- Data records -
---*---
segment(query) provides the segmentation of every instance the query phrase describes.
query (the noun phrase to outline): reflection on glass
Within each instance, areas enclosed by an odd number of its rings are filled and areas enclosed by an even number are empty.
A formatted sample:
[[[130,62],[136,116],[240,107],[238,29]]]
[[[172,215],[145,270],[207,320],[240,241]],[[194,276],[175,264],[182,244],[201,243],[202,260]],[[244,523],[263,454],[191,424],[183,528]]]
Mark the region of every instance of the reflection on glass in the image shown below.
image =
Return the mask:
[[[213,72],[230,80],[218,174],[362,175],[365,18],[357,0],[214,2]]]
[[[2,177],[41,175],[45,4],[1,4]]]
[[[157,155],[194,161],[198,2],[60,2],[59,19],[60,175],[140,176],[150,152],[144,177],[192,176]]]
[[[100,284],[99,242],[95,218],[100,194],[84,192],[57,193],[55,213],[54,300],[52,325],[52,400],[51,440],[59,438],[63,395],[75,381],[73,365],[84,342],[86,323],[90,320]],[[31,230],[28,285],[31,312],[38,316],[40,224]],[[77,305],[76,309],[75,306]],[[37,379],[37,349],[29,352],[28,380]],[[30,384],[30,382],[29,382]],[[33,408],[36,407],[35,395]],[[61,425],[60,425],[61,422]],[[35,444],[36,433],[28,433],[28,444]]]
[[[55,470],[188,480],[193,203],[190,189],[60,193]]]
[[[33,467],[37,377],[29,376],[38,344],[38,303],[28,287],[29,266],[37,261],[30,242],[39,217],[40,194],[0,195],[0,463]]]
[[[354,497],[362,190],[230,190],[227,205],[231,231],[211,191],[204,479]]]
---*---
Among the lines above, return each one holding the string "reflection".

- RESPONSE -
query (the noun phrase to outline): reflection on glass
Mark the region of every instance of the reflection on glass in the image shown below.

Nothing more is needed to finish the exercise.